(Records from a data source)

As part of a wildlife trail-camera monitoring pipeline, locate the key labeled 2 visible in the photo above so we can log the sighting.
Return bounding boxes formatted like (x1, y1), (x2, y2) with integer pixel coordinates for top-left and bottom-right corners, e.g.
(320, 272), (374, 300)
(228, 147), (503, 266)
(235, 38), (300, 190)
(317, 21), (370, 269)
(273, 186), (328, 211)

— Problem details —
The job here is to write out all the entries again exactly.

— Reply —
As part of a wildlife trail-camera monitoring pipeline, locate the key labeled 2 visible in the photo above so we can log the sighting.
Return bounding boxes formatted like (x1, y1), (x2, y2) with integer pixel coordinates for top-left and bottom-right corners, e.g.
(320, 272), (374, 300)
(228, 147), (503, 266)
(235, 38), (300, 190)
(317, 21), (370, 269)
(273, 186), (328, 211)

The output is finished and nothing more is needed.